[[ Text block open ]]
The “principle of vinylogy” instructed by Fuson in 1935 allows transmission of electronic properties of a
functional group in a molecules via interposed conjugated multiple bonds and thereby facilitates
functionalization at a distal position which is not apparent from other reaction modalities.1 A major challenge
associated with this powerful strategy is how to control chemo-, regio-, and stereoselectivities of vinylogous
species as they often possess more than two reactive sites.1 Situation becomes more cumbersome when a
catalytic reaction condition is in concern. Nevertheless, this concept was judicially explored to assemble
molecular complexities including total synthesis of valuable natural products and pharmaceuticals.1,2 In this
regime, alkylidene malononitriles are highly appealing. While the presence of two strong electron-withdrawing
nitrile moieties makes -C–H bond labile under mild conditions, the nitrile functionality can also serve as
nucleophile acceptor, effectively constituting a major avenue for cascade annulations.1,2 This thesis works
focused on the development of stereoselective cascade annulation reactions of alkylidene malononitriles to
access polycyclic carbocycles (Chapter 2), carbospirocycles with multiple stereocenters (Chapter 3), and fused
N-heterocycles (Chapter 4).3 Further exploration of cascade annulation led to concise synthesis of clausenamide
analogoues (Chapter 5).3b In this seminar, the journey toward these findings will be discussed.
[[ Text block closed ]]
* [What you have to do]
Continue the passage on vinylogous cascade annulations of alkylidene malononitriles from its last sentence.
[[ Records open ]]
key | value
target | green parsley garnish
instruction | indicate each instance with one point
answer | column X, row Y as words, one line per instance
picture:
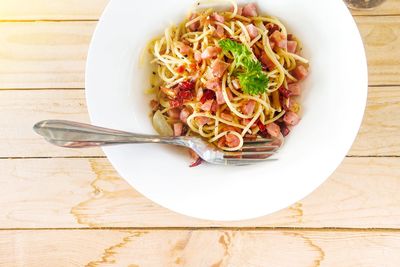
column 249, row 71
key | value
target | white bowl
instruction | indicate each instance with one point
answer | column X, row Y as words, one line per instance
column 333, row 103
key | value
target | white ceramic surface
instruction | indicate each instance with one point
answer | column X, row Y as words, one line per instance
column 334, row 101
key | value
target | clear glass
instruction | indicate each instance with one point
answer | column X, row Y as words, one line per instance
column 363, row 4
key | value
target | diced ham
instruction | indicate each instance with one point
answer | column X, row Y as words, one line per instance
column 273, row 129
column 178, row 129
column 185, row 113
column 219, row 67
column 171, row 92
column 197, row 56
column 252, row 30
column 293, row 105
column 232, row 140
column 196, row 25
column 300, row 72
column 250, row 10
column 199, row 94
column 291, row 118
column 236, row 84
column 174, row 113
column 184, row 49
column 239, row 12
column 197, row 160
column 284, row 129
column 226, row 116
column 219, row 31
column 214, row 107
column 217, row 17
column 154, row 104
column 279, row 39
column 207, row 105
column 220, row 97
column 180, row 69
column 214, row 84
column 207, row 95
column 295, row 89
column 245, row 122
column 266, row 61
column 271, row 27
column 201, row 121
column 292, row 46
column 248, row 108
column 210, row 52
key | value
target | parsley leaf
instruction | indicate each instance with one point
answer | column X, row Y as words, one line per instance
column 249, row 71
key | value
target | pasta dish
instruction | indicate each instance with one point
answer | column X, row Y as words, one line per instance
column 227, row 76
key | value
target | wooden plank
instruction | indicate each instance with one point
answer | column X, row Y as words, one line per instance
column 53, row 54
column 91, row 9
column 389, row 7
column 51, row 10
column 44, row 54
column 379, row 133
column 199, row 248
column 363, row 193
column 382, row 44
column 22, row 109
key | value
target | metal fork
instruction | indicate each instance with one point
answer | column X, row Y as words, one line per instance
column 79, row 135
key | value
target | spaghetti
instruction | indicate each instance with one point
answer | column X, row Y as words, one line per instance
column 227, row 76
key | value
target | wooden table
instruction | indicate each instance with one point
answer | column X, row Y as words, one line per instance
column 63, row 207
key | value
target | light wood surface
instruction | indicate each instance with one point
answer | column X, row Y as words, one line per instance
column 82, row 192
column 52, row 54
column 283, row 248
column 70, row 208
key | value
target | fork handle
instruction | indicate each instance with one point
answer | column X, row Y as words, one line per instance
column 79, row 135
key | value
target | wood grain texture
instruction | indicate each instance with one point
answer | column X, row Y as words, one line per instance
column 44, row 54
column 51, row 193
column 379, row 133
column 51, row 10
column 22, row 108
column 381, row 37
column 53, row 54
column 389, row 7
column 199, row 248
column 91, row 9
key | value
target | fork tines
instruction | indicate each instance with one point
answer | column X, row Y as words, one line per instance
column 252, row 151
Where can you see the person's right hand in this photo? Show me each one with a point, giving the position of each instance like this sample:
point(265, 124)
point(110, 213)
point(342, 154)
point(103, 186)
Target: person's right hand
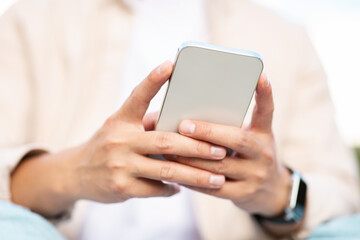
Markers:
point(113, 166)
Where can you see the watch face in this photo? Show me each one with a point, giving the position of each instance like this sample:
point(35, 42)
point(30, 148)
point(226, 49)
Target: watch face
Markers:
point(296, 211)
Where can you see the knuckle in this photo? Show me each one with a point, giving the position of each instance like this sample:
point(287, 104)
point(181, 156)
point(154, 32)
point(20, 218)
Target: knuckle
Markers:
point(248, 193)
point(206, 130)
point(110, 142)
point(118, 187)
point(268, 155)
point(260, 176)
point(201, 179)
point(167, 172)
point(164, 141)
point(199, 147)
point(221, 167)
point(240, 140)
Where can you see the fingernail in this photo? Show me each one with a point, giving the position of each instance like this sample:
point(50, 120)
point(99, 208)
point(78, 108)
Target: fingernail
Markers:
point(177, 188)
point(217, 180)
point(161, 68)
point(217, 152)
point(187, 127)
point(173, 156)
point(266, 83)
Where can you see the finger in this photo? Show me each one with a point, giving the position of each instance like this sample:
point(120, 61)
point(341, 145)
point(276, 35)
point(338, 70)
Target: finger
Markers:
point(138, 102)
point(263, 112)
point(149, 121)
point(151, 188)
point(231, 137)
point(177, 173)
point(154, 142)
point(230, 167)
point(232, 190)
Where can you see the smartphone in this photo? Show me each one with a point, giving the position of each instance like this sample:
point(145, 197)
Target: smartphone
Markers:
point(209, 83)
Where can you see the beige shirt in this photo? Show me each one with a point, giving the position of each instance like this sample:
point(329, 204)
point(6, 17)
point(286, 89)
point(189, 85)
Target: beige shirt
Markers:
point(60, 61)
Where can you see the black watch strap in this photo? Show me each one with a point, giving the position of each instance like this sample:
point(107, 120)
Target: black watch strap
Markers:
point(295, 210)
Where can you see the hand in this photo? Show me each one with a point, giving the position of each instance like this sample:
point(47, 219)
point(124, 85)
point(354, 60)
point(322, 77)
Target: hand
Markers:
point(256, 181)
point(113, 165)
point(116, 157)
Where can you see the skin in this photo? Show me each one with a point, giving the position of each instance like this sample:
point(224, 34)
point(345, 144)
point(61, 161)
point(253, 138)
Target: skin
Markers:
point(113, 166)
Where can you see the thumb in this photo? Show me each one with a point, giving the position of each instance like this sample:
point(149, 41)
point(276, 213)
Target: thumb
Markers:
point(149, 121)
point(264, 108)
point(138, 102)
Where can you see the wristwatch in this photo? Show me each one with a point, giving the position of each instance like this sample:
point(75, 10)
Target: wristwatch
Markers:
point(295, 210)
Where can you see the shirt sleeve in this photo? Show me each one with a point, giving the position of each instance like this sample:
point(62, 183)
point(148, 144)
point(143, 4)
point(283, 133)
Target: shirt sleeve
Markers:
point(16, 100)
point(313, 146)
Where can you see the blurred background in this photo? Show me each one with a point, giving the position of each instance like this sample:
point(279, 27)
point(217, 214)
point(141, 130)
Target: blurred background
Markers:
point(334, 27)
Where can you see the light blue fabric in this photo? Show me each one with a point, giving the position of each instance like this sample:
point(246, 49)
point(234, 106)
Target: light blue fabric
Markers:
point(339, 229)
point(17, 223)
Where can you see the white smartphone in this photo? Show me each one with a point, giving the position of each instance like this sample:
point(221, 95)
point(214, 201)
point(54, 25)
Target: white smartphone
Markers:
point(209, 83)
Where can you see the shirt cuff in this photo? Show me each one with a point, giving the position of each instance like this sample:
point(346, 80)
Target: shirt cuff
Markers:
point(9, 160)
point(327, 198)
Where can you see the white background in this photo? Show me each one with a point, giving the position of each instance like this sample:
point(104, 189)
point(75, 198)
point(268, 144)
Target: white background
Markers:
point(334, 27)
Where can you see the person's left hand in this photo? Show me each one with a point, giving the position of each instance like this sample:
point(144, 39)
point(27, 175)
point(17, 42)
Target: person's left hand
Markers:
point(256, 181)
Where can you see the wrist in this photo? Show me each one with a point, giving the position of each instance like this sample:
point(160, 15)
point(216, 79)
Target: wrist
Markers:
point(293, 216)
point(283, 194)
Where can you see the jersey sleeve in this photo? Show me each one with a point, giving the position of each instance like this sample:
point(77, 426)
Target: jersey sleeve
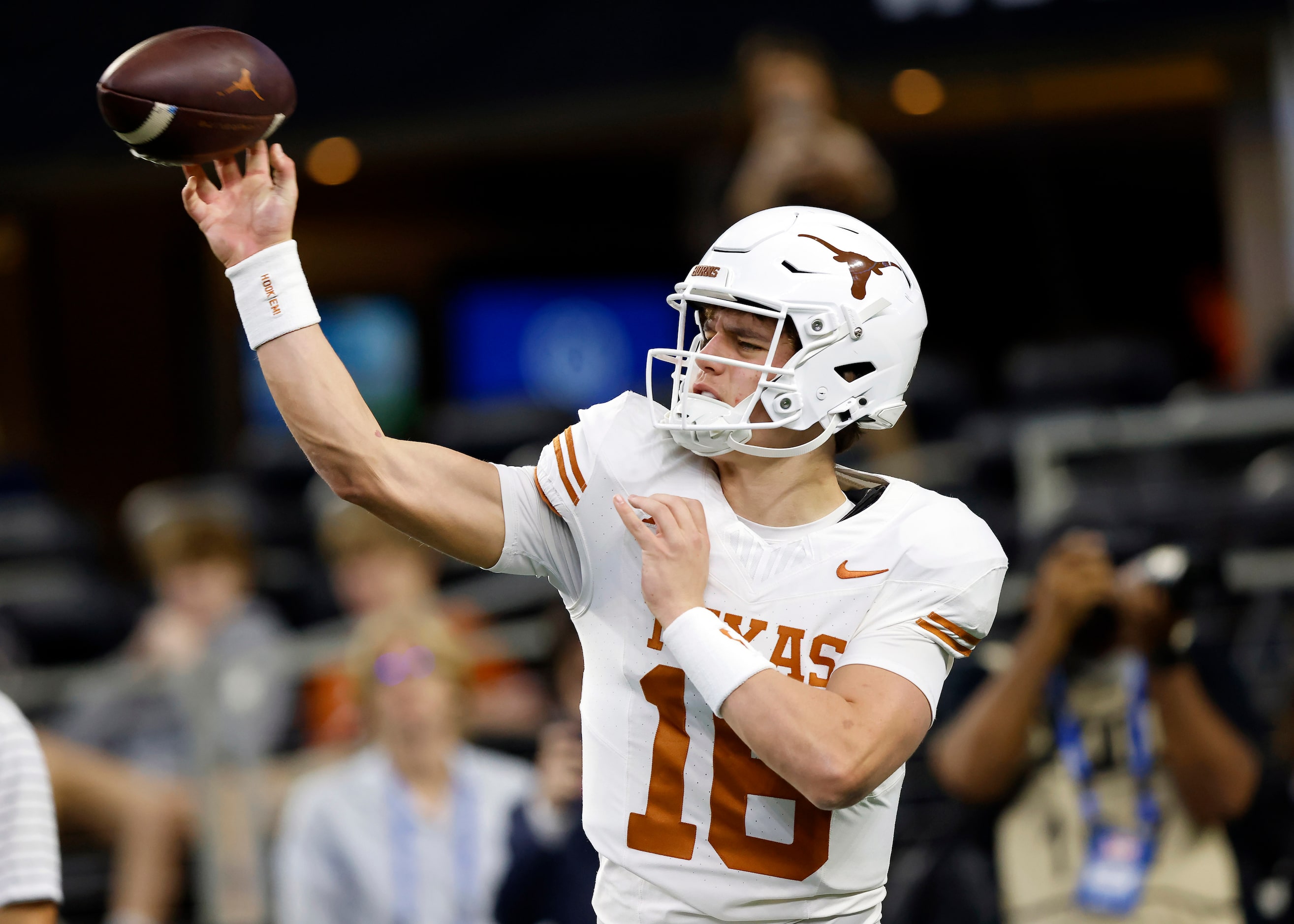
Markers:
point(939, 604)
point(536, 539)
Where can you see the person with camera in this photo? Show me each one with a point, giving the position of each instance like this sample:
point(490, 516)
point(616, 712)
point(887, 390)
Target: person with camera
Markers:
point(1117, 763)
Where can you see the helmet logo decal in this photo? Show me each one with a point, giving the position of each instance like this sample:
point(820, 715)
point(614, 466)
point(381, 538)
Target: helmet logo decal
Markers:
point(859, 267)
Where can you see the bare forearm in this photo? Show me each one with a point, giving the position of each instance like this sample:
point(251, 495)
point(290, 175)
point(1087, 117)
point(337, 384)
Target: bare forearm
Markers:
point(322, 408)
point(1214, 767)
point(978, 756)
point(448, 500)
point(832, 748)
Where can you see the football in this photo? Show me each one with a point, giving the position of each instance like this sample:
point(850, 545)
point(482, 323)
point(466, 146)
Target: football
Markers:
point(196, 95)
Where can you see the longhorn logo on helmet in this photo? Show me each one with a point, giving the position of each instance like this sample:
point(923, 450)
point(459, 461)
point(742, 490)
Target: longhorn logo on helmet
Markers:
point(859, 267)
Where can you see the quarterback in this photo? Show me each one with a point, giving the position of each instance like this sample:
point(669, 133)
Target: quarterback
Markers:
point(762, 654)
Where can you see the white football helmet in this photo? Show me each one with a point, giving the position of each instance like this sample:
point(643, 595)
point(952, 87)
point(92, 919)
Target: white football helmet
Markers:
point(854, 303)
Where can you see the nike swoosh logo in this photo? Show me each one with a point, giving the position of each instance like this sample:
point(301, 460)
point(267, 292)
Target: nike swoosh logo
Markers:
point(846, 574)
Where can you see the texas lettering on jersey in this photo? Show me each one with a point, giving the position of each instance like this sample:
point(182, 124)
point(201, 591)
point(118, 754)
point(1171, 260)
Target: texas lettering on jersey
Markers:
point(675, 801)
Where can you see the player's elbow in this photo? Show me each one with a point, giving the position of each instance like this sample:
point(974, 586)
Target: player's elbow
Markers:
point(839, 782)
point(356, 482)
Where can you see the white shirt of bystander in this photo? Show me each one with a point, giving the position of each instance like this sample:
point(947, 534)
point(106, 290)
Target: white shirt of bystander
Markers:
point(351, 851)
point(30, 869)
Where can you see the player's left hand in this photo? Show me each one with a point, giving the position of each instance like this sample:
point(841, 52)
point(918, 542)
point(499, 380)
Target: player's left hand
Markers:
point(676, 555)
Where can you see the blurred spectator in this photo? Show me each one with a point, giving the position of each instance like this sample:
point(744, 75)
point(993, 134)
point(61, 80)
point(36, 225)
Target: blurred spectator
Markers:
point(1121, 763)
point(373, 567)
point(30, 880)
point(376, 567)
point(553, 865)
point(800, 152)
point(126, 747)
point(414, 828)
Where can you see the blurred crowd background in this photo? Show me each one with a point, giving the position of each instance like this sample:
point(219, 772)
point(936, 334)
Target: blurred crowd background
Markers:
point(225, 663)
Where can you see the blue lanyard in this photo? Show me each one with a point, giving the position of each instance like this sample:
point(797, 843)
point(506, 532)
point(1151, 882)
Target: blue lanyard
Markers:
point(1069, 743)
point(406, 873)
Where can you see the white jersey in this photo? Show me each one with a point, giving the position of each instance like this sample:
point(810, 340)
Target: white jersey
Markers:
point(690, 824)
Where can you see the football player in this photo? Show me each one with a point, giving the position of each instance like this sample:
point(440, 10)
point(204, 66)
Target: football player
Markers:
point(762, 654)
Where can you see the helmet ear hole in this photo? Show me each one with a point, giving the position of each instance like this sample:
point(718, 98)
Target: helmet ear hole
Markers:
point(853, 372)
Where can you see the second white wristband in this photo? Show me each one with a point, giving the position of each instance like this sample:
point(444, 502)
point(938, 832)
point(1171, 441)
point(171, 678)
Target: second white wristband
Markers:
point(271, 293)
point(716, 659)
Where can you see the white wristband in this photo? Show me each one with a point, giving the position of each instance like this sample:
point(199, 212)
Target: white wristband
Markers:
point(716, 659)
point(271, 294)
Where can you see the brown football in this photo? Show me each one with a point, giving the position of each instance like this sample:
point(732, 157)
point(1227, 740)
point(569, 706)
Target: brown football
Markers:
point(194, 95)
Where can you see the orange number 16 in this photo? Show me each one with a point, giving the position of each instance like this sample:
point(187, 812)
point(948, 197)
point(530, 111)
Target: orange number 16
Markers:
point(662, 829)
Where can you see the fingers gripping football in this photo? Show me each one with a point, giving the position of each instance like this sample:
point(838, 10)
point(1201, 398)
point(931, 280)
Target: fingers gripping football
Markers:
point(676, 554)
point(252, 210)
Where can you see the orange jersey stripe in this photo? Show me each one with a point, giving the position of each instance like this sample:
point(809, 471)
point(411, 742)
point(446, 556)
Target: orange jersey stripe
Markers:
point(944, 637)
point(575, 462)
point(566, 481)
point(542, 496)
point(949, 625)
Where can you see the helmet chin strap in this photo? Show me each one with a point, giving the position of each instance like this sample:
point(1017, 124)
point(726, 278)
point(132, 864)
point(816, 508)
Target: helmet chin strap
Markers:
point(787, 452)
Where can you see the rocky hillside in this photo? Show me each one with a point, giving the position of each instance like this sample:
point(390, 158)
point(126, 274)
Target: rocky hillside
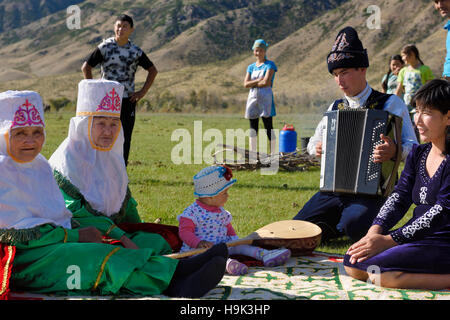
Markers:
point(205, 45)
[[ Records closed ]]
* [Result of this exercise]
Scheme 1: Stereoselective vinylogous annulation cascade reactions of alkylidine malononitriles.
References:
1. (a) R. C. Fuson, Chem. Rev. 1935, 16, 1. (b) S. E. Denmark, J. R. Heemstra, Jr., G. L. Beutner, Angew.
Chem. Int. Ed. 2005, 44, 4682. (c) C. Curti, L. Battistini, A. Sartori, F. Zanardi, Chem. Rev. 2020, 120,
2448. (d) H. -L. Cui, Y. -C. Chen, Chem. Commun. 2009, 4479.
2. (a) B. Mao, M. Fañanás-Mastral, B. L. Feringa, Chem. Rev. 2017, 117, 10502. (b) R. Chinchilla, C,
Nájera, Chemical Reviews, 2000, 100, 1891.
3. (a) V. Bhajammanavar, S. Mallik, M. Baidya, Adv. Synth. Catal. 2019, 361, 5472. (b) V.
Bhajammanavar, S. Mallik, M. Baidya, Org. Biomol. Chem., 2019, 17, 1740. (c) I. Ramakrishna, V.
Bhajammanavar, S. Mallik, M. Baidya, Org. Lett. 2017, 19, 516.